## RECORD SET
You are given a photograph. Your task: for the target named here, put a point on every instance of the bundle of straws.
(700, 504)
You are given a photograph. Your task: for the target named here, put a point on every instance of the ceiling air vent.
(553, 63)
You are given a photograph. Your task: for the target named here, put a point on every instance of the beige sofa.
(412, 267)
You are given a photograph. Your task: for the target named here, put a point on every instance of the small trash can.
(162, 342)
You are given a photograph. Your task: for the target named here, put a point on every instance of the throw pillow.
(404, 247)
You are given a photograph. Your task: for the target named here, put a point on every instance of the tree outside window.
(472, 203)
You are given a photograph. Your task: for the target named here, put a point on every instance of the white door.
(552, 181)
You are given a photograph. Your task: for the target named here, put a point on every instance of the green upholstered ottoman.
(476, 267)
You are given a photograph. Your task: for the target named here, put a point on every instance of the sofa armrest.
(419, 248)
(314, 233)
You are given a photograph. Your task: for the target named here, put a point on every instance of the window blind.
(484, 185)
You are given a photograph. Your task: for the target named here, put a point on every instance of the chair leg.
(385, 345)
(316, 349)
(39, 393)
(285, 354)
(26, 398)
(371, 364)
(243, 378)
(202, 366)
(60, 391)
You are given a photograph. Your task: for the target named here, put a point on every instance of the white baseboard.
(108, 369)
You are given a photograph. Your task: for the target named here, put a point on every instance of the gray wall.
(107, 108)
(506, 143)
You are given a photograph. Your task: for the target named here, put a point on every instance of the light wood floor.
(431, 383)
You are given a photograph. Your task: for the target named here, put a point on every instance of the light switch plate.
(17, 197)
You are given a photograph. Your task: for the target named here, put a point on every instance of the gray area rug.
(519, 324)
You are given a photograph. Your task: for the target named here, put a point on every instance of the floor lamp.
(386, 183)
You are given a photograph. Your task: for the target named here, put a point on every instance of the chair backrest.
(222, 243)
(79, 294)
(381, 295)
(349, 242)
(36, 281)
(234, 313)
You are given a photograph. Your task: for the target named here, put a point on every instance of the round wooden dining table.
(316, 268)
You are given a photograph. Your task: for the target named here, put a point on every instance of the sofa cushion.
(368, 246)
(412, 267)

## REQUIREMENTS
Begin at the line that has "the chair backrest." and stop after the last of the items. Rewrite those lines with "sofa cushion" changed to "couch cushion" and everything else left as it is.

## EXERCISE SOLUTION
You are given a photograph. Your task: for the target named here, put a point on every instance of the chair backrest.
(222, 243)
(79, 294)
(381, 295)
(349, 242)
(36, 281)
(234, 313)
You are given a photograph. Your task: for the target named here, put a point on every instance of the round wooden dining table.
(316, 268)
You are given a photograph. Your task: for the target named here, put a point on every instance of the couch cushion.
(368, 246)
(412, 267)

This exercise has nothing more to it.